# [Work to complete]
a. In the text about Robert Burns and Lesley Baillie, what tune did Burns say his song should be sung to when he sent it to George Thomson?
b. Retype the text about Robert Burns and Lesley Baillie word for word, from "My bonie Lizie" to "never made anither!".

# [Excerpt to read]
____

Part of the inscription on the memorial to Maria Baillie reads:

In yonder Cold and Silent Vault doth lie
The modest partner that did ever die,
Her form each beauty of her mind expressd
Her mind was virtue by the Graces dressd

==Association with Robert Burns==
The circumstances of Burns's association with Miss Baillie are related in a letter the poet wrote Mrs Dunlop from 'Annan Waterfoot' on 22 August 1792. he declared himself to be "in love, souse! Over head and ears, deep as the most unfathomable abyss of the boundless ocean", Burns explained that Mr Baillie with his two daughters, Grace and Lesley, was passing through Dumfries on their way to England, and did him the honour of visiting him. Although he was busy at the time he rode with them for some distance, dining and spending the whole day with them. He went on to say "Twas about nine, I think when I left them; and riding home I composed the following ballad... You must know that there is an old ballad beginning with":

My bonie Lizie Bailie,
I'll rowe thee in my plaidie etc. —

Burns parodied it as:

The bonie Lesley Bailie,
O she's gaen o'er the Border;
She's gaen, like Alexander,
To spread her conquests farther...

To see her is to love her,
And love but her for ever;
For nature made her what she is,
And never made anither!

On 8 November 1792 Burns sent the song to George Thomson with a comment on how it should got to the tune of "The Collier's Bony Dochter". Thomson replied, making suggestions for certain alterations, however, Burns wrote from Dumfries on 1 December, saying, "I must not, cannot alter, Bonie Lesley". He added the revealing comment: "that species of stanza is the most difficult that I have ever tried."

____

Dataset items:

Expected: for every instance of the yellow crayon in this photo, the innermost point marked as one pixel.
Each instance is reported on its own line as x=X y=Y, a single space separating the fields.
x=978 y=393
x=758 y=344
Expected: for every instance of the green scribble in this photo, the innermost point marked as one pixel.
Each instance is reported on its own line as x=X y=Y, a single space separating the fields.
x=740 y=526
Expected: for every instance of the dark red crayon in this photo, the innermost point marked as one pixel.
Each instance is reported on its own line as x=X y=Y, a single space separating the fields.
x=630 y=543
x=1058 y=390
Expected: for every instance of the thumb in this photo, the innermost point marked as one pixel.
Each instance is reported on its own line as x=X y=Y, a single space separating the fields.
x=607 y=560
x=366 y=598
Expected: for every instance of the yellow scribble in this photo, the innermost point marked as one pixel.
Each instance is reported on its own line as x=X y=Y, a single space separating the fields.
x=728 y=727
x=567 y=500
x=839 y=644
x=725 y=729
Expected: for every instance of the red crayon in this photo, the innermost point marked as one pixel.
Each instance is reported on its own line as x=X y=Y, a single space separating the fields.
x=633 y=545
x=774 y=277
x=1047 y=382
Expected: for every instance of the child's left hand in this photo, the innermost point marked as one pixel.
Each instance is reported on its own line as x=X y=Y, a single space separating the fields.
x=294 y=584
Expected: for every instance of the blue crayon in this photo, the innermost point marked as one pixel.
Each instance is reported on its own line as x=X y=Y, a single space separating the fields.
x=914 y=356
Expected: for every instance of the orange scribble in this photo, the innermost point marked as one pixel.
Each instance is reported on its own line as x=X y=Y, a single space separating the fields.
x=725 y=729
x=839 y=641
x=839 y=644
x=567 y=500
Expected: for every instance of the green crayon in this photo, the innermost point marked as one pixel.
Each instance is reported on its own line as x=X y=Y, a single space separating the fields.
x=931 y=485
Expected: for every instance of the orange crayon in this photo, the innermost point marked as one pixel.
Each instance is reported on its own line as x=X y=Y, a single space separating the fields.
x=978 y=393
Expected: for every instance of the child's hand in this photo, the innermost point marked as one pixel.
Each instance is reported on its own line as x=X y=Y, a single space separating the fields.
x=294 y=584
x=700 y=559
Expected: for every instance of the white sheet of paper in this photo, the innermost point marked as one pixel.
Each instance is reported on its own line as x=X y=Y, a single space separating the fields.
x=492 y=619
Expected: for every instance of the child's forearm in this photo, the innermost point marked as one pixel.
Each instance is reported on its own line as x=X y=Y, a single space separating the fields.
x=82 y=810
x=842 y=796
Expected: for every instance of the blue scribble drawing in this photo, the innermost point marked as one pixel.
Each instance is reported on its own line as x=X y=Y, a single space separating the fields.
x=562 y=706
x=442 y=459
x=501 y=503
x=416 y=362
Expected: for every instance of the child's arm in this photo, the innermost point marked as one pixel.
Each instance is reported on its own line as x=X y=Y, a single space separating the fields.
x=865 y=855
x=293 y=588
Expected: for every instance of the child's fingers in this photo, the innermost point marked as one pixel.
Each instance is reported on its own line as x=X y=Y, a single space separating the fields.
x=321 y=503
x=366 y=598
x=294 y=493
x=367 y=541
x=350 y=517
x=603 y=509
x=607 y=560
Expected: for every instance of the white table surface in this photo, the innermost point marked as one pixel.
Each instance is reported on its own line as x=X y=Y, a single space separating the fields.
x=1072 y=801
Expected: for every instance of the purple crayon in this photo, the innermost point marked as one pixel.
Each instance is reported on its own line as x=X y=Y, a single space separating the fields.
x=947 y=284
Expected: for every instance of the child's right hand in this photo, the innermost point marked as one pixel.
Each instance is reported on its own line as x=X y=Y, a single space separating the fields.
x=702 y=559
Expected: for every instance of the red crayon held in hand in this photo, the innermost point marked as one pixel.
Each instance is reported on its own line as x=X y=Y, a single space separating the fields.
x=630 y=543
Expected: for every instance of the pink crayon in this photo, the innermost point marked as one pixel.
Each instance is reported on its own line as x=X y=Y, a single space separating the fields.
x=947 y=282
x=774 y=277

____

# [Answers in order]
a. "The Collier's Bony Dochter"

b.
My bonie Lizie Bailie,
I'll rowe thee in my plaidie etc. —

Burns parodied it as:

The bonie Lesley Bailie,
O she's gaen o'er the Border;
She's gaen, like Alexander,
To spread her conquests farther...

To see her is to love her,
And love but her for ever;
For nature made her what she is,
And never made anither!